Repeat exactly, and only, the lines below starting at the line that contains "Segment sun from the image above." and ending at the line that contains "Segment woman's ear from the image above.", inclusive of both.

EXERCISE DATA:

▶

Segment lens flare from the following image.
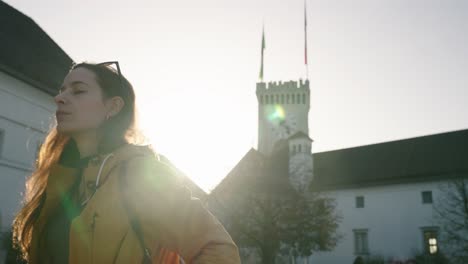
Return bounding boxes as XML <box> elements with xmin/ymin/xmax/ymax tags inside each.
<box><xmin>267</xmin><ymin>105</ymin><xmax>285</xmax><ymax>125</ymax></box>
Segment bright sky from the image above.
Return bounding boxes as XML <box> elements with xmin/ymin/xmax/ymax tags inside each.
<box><xmin>5</xmin><ymin>0</ymin><xmax>468</xmax><ymax>192</ymax></box>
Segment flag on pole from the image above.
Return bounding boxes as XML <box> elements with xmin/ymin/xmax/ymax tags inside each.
<box><xmin>304</xmin><ymin>0</ymin><xmax>308</xmax><ymax>65</ymax></box>
<box><xmin>259</xmin><ymin>25</ymin><xmax>266</xmax><ymax>81</ymax></box>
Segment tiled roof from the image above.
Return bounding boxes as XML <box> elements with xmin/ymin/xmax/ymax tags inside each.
<box><xmin>210</xmin><ymin>129</ymin><xmax>468</xmax><ymax>195</ymax></box>
<box><xmin>158</xmin><ymin>154</ymin><xmax>208</xmax><ymax>200</ymax></box>
<box><xmin>288</xmin><ymin>131</ymin><xmax>313</xmax><ymax>141</ymax></box>
<box><xmin>311</xmin><ymin>129</ymin><xmax>468</xmax><ymax>190</ymax></box>
<box><xmin>0</xmin><ymin>1</ymin><xmax>73</xmax><ymax>95</ymax></box>
<box><xmin>210</xmin><ymin>148</ymin><xmax>266</xmax><ymax>196</ymax></box>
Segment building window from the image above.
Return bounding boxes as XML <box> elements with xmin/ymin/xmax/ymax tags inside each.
<box><xmin>292</xmin><ymin>145</ymin><xmax>296</xmax><ymax>154</ymax></box>
<box><xmin>356</xmin><ymin>196</ymin><xmax>365</xmax><ymax>208</ymax></box>
<box><xmin>292</xmin><ymin>94</ymin><xmax>295</xmax><ymax>104</ymax></box>
<box><xmin>297</xmin><ymin>94</ymin><xmax>300</xmax><ymax>104</ymax></box>
<box><xmin>286</xmin><ymin>94</ymin><xmax>290</xmax><ymax>104</ymax></box>
<box><xmin>302</xmin><ymin>93</ymin><xmax>306</xmax><ymax>104</ymax></box>
<box><xmin>281</xmin><ymin>94</ymin><xmax>284</xmax><ymax>104</ymax></box>
<box><xmin>353</xmin><ymin>229</ymin><xmax>369</xmax><ymax>255</ymax></box>
<box><xmin>421</xmin><ymin>227</ymin><xmax>439</xmax><ymax>254</ymax></box>
<box><xmin>275</xmin><ymin>94</ymin><xmax>279</xmax><ymax>104</ymax></box>
<box><xmin>422</xmin><ymin>191</ymin><xmax>433</xmax><ymax>204</ymax></box>
<box><xmin>265</xmin><ymin>96</ymin><xmax>269</xmax><ymax>104</ymax></box>
<box><xmin>298</xmin><ymin>144</ymin><xmax>302</xmax><ymax>153</ymax></box>
<box><xmin>259</xmin><ymin>95</ymin><xmax>263</xmax><ymax>104</ymax></box>
<box><xmin>270</xmin><ymin>95</ymin><xmax>273</xmax><ymax>104</ymax></box>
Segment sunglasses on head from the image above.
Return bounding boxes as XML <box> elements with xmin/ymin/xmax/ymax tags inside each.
<box><xmin>97</xmin><ymin>61</ymin><xmax>124</xmax><ymax>91</ymax></box>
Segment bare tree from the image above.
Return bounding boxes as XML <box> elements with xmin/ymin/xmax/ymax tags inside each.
<box><xmin>435</xmin><ymin>177</ymin><xmax>468</xmax><ymax>264</ymax></box>
<box><xmin>215</xmin><ymin>188</ymin><xmax>341</xmax><ymax>264</ymax></box>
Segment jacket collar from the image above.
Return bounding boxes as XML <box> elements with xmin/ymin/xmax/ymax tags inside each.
<box><xmin>51</xmin><ymin>141</ymin><xmax>155</xmax><ymax>189</ymax></box>
<box><xmin>43</xmin><ymin>141</ymin><xmax>155</xmax><ymax>209</ymax></box>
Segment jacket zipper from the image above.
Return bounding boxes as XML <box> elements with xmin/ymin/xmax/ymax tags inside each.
<box><xmin>90</xmin><ymin>212</ymin><xmax>99</xmax><ymax>264</ymax></box>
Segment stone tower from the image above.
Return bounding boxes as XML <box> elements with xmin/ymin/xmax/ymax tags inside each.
<box><xmin>256</xmin><ymin>79</ymin><xmax>313</xmax><ymax>190</ymax></box>
<box><xmin>256</xmin><ymin>79</ymin><xmax>311</xmax><ymax>154</ymax></box>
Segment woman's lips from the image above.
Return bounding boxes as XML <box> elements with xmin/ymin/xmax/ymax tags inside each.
<box><xmin>56</xmin><ymin>111</ymin><xmax>71</xmax><ymax>121</ymax></box>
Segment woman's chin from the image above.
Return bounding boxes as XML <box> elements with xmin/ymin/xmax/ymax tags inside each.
<box><xmin>56</xmin><ymin>124</ymin><xmax>74</xmax><ymax>135</ymax></box>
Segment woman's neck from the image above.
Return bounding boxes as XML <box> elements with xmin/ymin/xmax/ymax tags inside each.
<box><xmin>72</xmin><ymin>131</ymin><xmax>99</xmax><ymax>158</ymax></box>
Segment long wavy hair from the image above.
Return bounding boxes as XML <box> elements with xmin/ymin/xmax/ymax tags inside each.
<box><xmin>12</xmin><ymin>62</ymin><xmax>144</xmax><ymax>261</ymax></box>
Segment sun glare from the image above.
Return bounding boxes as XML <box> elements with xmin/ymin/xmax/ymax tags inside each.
<box><xmin>265</xmin><ymin>104</ymin><xmax>285</xmax><ymax>126</ymax></box>
<box><xmin>137</xmin><ymin>89</ymin><xmax>252</xmax><ymax>193</ymax></box>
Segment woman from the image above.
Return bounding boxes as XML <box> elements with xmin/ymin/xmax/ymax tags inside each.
<box><xmin>12</xmin><ymin>62</ymin><xmax>241</xmax><ymax>264</ymax></box>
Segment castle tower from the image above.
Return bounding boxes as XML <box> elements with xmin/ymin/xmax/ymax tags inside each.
<box><xmin>256</xmin><ymin>79</ymin><xmax>311</xmax><ymax>155</ymax></box>
<box><xmin>288</xmin><ymin>132</ymin><xmax>314</xmax><ymax>191</ymax></box>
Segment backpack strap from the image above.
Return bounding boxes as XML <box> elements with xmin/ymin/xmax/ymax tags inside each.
<box><xmin>118</xmin><ymin>161</ymin><xmax>153</xmax><ymax>264</ymax></box>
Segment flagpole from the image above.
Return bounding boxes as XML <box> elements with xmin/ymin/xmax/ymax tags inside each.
<box><xmin>304</xmin><ymin>0</ymin><xmax>309</xmax><ymax>81</ymax></box>
<box><xmin>259</xmin><ymin>22</ymin><xmax>266</xmax><ymax>82</ymax></box>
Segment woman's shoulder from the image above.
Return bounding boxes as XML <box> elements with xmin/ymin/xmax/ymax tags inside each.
<box><xmin>116</xmin><ymin>144</ymin><xmax>180</xmax><ymax>185</ymax></box>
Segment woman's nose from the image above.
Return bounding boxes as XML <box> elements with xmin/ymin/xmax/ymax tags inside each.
<box><xmin>54</xmin><ymin>93</ymin><xmax>66</xmax><ymax>104</ymax></box>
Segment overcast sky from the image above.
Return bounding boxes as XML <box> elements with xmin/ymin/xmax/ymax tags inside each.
<box><xmin>5</xmin><ymin>0</ymin><xmax>468</xmax><ymax>192</ymax></box>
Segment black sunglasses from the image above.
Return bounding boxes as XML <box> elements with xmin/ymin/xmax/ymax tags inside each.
<box><xmin>97</xmin><ymin>61</ymin><xmax>124</xmax><ymax>91</ymax></box>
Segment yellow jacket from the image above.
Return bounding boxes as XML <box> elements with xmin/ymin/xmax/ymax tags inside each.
<box><xmin>29</xmin><ymin>144</ymin><xmax>240</xmax><ymax>264</ymax></box>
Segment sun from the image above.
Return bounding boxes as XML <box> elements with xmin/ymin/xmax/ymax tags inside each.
<box><xmin>136</xmin><ymin>91</ymin><xmax>250</xmax><ymax>193</ymax></box>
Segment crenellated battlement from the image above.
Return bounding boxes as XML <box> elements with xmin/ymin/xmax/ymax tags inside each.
<box><xmin>256</xmin><ymin>79</ymin><xmax>311</xmax><ymax>155</ymax></box>
<box><xmin>256</xmin><ymin>79</ymin><xmax>309</xmax><ymax>92</ymax></box>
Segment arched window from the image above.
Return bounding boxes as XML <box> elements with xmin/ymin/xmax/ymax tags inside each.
<box><xmin>292</xmin><ymin>94</ymin><xmax>295</xmax><ymax>104</ymax></box>
<box><xmin>281</xmin><ymin>94</ymin><xmax>284</xmax><ymax>104</ymax></box>
<box><xmin>302</xmin><ymin>94</ymin><xmax>306</xmax><ymax>104</ymax></box>
<box><xmin>298</xmin><ymin>144</ymin><xmax>302</xmax><ymax>152</ymax></box>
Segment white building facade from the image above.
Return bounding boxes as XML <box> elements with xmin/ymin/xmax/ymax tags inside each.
<box><xmin>310</xmin><ymin>181</ymin><xmax>444</xmax><ymax>263</ymax></box>
<box><xmin>0</xmin><ymin>2</ymin><xmax>73</xmax><ymax>261</ymax></box>
<box><xmin>0</xmin><ymin>71</ymin><xmax>55</xmax><ymax>235</ymax></box>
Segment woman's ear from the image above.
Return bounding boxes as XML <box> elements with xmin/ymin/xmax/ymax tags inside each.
<box><xmin>107</xmin><ymin>96</ymin><xmax>125</xmax><ymax>117</ymax></box>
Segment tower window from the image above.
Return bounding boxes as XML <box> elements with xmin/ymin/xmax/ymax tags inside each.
<box><xmin>270</xmin><ymin>95</ymin><xmax>273</xmax><ymax>104</ymax></box>
<box><xmin>296</xmin><ymin>94</ymin><xmax>300</xmax><ymax>104</ymax></box>
<box><xmin>281</xmin><ymin>94</ymin><xmax>284</xmax><ymax>104</ymax></box>
<box><xmin>286</xmin><ymin>94</ymin><xmax>290</xmax><ymax>104</ymax></box>
<box><xmin>265</xmin><ymin>96</ymin><xmax>269</xmax><ymax>104</ymax></box>
<box><xmin>260</xmin><ymin>95</ymin><xmax>263</xmax><ymax>104</ymax></box>
<box><xmin>298</xmin><ymin>145</ymin><xmax>302</xmax><ymax>152</ymax></box>
<box><xmin>292</xmin><ymin>145</ymin><xmax>296</xmax><ymax>154</ymax></box>
<box><xmin>275</xmin><ymin>94</ymin><xmax>279</xmax><ymax>104</ymax></box>
<box><xmin>292</xmin><ymin>94</ymin><xmax>295</xmax><ymax>104</ymax></box>
<box><xmin>302</xmin><ymin>94</ymin><xmax>306</xmax><ymax>104</ymax></box>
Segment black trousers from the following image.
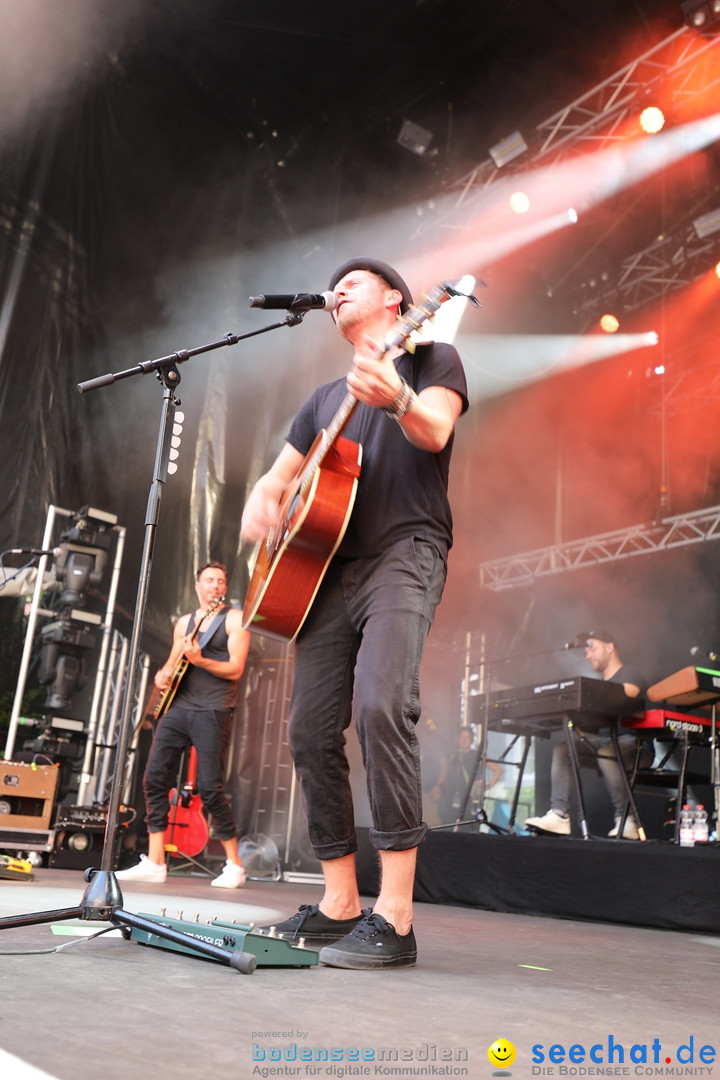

◀

RESPONSE TO THIS EXERCISE:
Segment sun from the image above.
Return bounding boxes as XML <box> elements with xmin/ymin/xmax/ymax tags inside each.
<box><xmin>136</xmin><ymin>91</ymin><xmax>250</xmax><ymax>193</ymax></box>
Segment crenellated battlement from the image above.
Return bounding boxes as XML <box> elements with xmin/ymin/xmax/ymax tags inside each.
<box><xmin>256</xmin><ymin>79</ymin><xmax>311</xmax><ymax>155</ymax></box>
<box><xmin>256</xmin><ymin>79</ymin><xmax>309</xmax><ymax>92</ymax></box>
Segment arched window from the image above.
Return bounding boxes as XML <box> elements with xmin/ymin/xmax/ymax tags inside each.
<box><xmin>292</xmin><ymin>94</ymin><xmax>295</xmax><ymax>104</ymax></box>
<box><xmin>281</xmin><ymin>94</ymin><xmax>284</xmax><ymax>104</ymax></box>
<box><xmin>302</xmin><ymin>94</ymin><xmax>306</xmax><ymax>104</ymax></box>
<box><xmin>298</xmin><ymin>144</ymin><xmax>302</xmax><ymax>152</ymax></box>
Segment white building facade from the image above.
Return bounding boxes as XML <box> elements with xmin/ymin/xmax/ymax tags inside each.
<box><xmin>310</xmin><ymin>181</ymin><xmax>444</xmax><ymax>263</ymax></box>
<box><xmin>0</xmin><ymin>2</ymin><xmax>73</xmax><ymax>261</ymax></box>
<box><xmin>0</xmin><ymin>71</ymin><xmax>55</xmax><ymax>235</ymax></box>
Segment woman's ear from the image above.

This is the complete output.